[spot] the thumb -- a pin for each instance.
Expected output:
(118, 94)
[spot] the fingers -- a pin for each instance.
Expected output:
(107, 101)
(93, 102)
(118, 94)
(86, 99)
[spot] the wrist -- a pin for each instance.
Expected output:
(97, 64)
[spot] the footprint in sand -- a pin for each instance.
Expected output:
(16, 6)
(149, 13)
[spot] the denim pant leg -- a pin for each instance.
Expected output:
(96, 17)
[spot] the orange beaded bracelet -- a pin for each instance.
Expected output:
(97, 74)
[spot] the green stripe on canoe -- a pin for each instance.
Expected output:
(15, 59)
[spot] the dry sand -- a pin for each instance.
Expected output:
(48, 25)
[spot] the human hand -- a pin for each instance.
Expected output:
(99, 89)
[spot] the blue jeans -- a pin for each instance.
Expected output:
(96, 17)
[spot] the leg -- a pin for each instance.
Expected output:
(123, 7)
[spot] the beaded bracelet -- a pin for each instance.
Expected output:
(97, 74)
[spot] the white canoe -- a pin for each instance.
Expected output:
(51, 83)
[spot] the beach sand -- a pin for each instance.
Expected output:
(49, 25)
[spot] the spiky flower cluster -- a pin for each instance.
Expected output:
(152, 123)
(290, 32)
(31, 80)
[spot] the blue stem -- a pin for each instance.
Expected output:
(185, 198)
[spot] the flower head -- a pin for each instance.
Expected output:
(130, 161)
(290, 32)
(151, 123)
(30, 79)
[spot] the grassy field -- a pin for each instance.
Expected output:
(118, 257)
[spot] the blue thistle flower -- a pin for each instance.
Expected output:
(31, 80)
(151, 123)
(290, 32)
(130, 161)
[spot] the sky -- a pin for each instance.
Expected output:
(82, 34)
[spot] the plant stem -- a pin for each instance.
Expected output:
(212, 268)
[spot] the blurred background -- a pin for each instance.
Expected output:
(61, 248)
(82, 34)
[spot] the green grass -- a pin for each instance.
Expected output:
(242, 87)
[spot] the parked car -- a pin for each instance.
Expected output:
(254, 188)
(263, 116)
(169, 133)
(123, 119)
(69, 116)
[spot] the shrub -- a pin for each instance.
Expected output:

TASK REQUIREMENTS: Copy all the records exactly so that no character differs from the source.

THE ANSWER:
[spot] the thumb -- a pin for each instance.
Expected output:
(118, 94)
[spot] the fingers -- a pin for each instance.
Expected output:
(107, 101)
(93, 102)
(118, 94)
(86, 99)
[spot] the wrist -- a pin for each instance.
Expected output:
(97, 64)
[spot] the footprint in sand -- a pin for each instance.
Expected output:
(16, 6)
(149, 13)
[spot] the denim pant leg -- a pin for each instance.
Expected output:
(96, 17)
[spot] the orange beaded bracelet -- a pin for each instance.
Expected output:
(97, 74)
[spot] the green stripe on canoe -- a pin for each instance.
Expected output:
(15, 59)
[spot] the dry sand -- a pin for each instance.
Expected output:
(48, 25)
[spot] the human hand -- a pin for each instance.
Expected output:
(99, 89)
[spot] the blue jeans -- a pin for each instance.
Expected output:
(96, 17)
[spot] the leg -- a pin for each instance.
Expected output:
(123, 7)
[spot] the beaded bracelet -- a pin for each instance.
Expected output:
(97, 74)
[spot] the white canoe -- a pin for each instance.
Expected output:
(51, 83)
[spot] the beach sand -- a pin for each instance.
Expected output:
(49, 25)
[spot] the spiky flower cluster -- a pin for each instance.
Expected output:
(152, 123)
(290, 32)
(31, 80)
[spot] the blue stem -- a pin for each instance.
Expected output:
(185, 198)
[spot] the flower head -- a pin for each instance.
Expected output:
(130, 161)
(290, 32)
(151, 123)
(30, 79)
[spot] the grassy field -- a pin for each instance.
Expected output:
(118, 257)
[spot] the blue thistle flower -- a pin for each instance.
Expected output:
(31, 80)
(151, 123)
(290, 32)
(130, 161)
[spot] the sky -- a pin for each instance.
Expected output:
(82, 34)
[spot] the plant stem -- a pin for each instance.
Expected output:
(212, 268)
[spot] the blurred background -- a pin for each instance.
Expected output:
(61, 248)
(82, 34)
[spot] the green grass -- a pin for each instance.
Expected output:
(242, 87)
[spot] the parked car -- a pin for each instance.
Expected output:
(254, 188)
(263, 116)
(169, 133)
(123, 119)
(69, 116)
[spot] the shrub -- a pin for each instance.
Expected output:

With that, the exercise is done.